With your dads buns there's not a bad one in the bunch and some of them will be worth a significant price so they should be protected and insured. Don't store them in a zip up lined pouch or in their holsters if they have them. You can go to the sporting goods store to get silicone impregnated gun sleeves for about $5 which work well but I feel the best bet if you have room is upright in a wire pistol rack, in a humidity controlled safe. None of this is too elaborate or expensive, a 4 pistol wire rack is about $30 and a large dessicant pack about $15.

You have a list of some great guns there but most of them will need a little more information posted and pictures if you can. The Model 41 Smith is a highly desireable gun and is the cadillac of .22 pistols. I use mine for hunting and plinking but they are just as well suited for local pistol leagues.

Any Colt Single Action revolver is worth a lot of money and can be anything from brand new to over 100 years old. They are fantastic pistols and worth anywhere from $600 to $30,000+.

The Model 18, 29 & 14 are some of the best revolvers ever made, value will be based on condition and age will be based on serial number.

I'm most intrigued by the Smith 22 long rifle. You can have anything there from a great pistol to the holy grail of revolver collectors, very hard to say based on what you provided.

Sorry to here about your loss, preserving your dad's legacy is one of the best ways you can stay close to him.

SaxonPig
February 4, 2011, 05:20 PM
Not enough info for detailed analysis. There are various "S&W 22s" and is it a Model 29-2 or 29-3 or some other? Barrel lengths affect value as does age.

All sound like good quality guns.

Colt Smith
February 4, 2011, 06:39 PM
Very sorry to hear about your loss. If that list is what was left after the others took the good stuff I wonder what pieces they chose. You have some nice guns there. The details about the specific models or their monetary value is not so important. They were a piece of your dad. Symbols of the ideals he believed in and the way he lived his life. They should be preserved well and treated with the respect and affection your dad probably had for them. My dad is still with me and I tease him all the time about getting his guns when he goes. But he knows I could buy any or all of the guns he has now for myself if I wanted. But my dad and I share a lot of the same ideas about a great many things, one of which is an interest in and respect for firearms. I love my dad dearly. When the sad day comes that I lose him, the guns he leaves me will only be a reminder to me of what a truly great man and dear friend he was to me.

Jim Watson
February 4, 2011, 06:45 PM
My condolences for the passing of your Father.

I intend to type up their story and put them in my new safe for my children,

This is a common sentiment, but I will say that most of those are high quality guns and you and the kids could shoot them regularly and still not wear them out. Which I would think a better memorial than just shutting them away.

※

[Task to complete]:
Please pull the stretch from "I'm most intrigued" through "good quality guns." out of the gun forum thread, word for word.

※

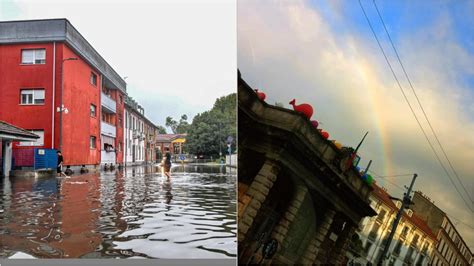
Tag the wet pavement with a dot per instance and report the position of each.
(136, 212)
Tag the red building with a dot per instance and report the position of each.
(46, 64)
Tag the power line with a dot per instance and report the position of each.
(411, 108)
(419, 103)
(397, 186)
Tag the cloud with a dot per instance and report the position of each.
(179, 56)
(290, 50)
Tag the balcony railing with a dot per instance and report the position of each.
(108, 103)
(107, 157)
(107, 129)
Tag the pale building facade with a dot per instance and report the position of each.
(413, 242)
(451, 248)
(134, 133)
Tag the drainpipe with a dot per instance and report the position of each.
(61, 107)
(53, 103)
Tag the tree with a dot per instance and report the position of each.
(171, 123)
(161, 129)
(180, 127)
(183, 125)
(209, 130)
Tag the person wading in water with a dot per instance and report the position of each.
(59, 168)
(167, 163)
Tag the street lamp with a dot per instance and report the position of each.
(61, 106)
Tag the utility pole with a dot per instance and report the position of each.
(405, 204)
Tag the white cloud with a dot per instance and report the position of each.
(288, 50)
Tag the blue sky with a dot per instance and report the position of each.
(324, 53)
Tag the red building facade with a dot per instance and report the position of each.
(32, 69)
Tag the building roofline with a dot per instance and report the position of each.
(61, 30)
(16, 131)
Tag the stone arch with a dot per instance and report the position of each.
(269, 215)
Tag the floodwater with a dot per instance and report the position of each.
(136, 212)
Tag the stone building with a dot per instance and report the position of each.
(413, 241)
(451, 248)
(296, 206)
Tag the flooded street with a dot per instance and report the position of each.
(136, 212)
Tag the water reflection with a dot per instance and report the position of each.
(136, 212)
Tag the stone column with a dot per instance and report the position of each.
(281, 230)
(342, 244)
(255, 196)
(313, 249)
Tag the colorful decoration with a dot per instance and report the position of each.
(303, 108)
(364, 177)
(325, 134)
(369, 180)
(261, 95)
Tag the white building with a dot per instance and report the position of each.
(134, 133)
(413, 242)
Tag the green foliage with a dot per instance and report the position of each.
(180, 127)
(161, 129)
(208, 132)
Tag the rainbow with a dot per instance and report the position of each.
(376, 101)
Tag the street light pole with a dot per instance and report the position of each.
(405, 203)
(61, 107)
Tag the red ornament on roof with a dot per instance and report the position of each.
(261, 95)
(325, 134)
(303, 108)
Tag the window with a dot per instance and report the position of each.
(373, 233)
(93, 79)
(33, 56)
(37, 142)
(414, 241)
(92, 142)
(93, 110)
(33, 96)
(381, 215)
(398, 247)
(405, 231)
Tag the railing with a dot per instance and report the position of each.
(108, 103)
(107, 129)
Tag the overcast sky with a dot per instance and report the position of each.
(179, 56)
(323, 53)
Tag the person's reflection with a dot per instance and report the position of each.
(168, 195)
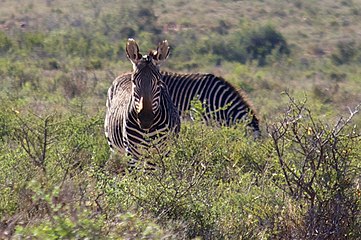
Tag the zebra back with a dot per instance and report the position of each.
(221, 101)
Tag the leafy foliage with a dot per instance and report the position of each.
(58, 178)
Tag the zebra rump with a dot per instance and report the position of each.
(221, 101)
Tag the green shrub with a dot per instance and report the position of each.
(248, 45)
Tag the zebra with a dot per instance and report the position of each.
(221, 101)
(140, 115)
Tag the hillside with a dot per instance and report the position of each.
(298, 62)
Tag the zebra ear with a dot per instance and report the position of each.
(162, 51)
(132, 50)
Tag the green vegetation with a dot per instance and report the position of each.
(59, 180)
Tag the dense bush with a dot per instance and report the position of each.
(215, 183)
(249, 44)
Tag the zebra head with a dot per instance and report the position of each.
(146, 80)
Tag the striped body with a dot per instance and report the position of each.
(221, 101)
(140, 114)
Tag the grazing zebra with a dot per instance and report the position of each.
(140, 114)
(221, 101)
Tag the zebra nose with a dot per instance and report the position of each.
(145, 119)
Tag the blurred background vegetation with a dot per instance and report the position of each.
(57, 59)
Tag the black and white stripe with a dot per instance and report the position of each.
(140, 114)
(221, 101)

※

[Written reply]:
I'm most intrigued by the Smith 22 long rifle. You can have anything there from a great pistol to the holy grail of revolver collectors, very hard to say based on what you provided.

Sorry to here about your loss, preserving your dad's legacy is one of the best ways you can stay close to him.

SaxonPig
February 4, 2011, 05:20 PM
Not enough info for detailed analysis. There are various "S&W 22s" and is it a Model 29-2 or 29-3 or some other? Barrel lengths affect value as does age.

All sound like good quality guns.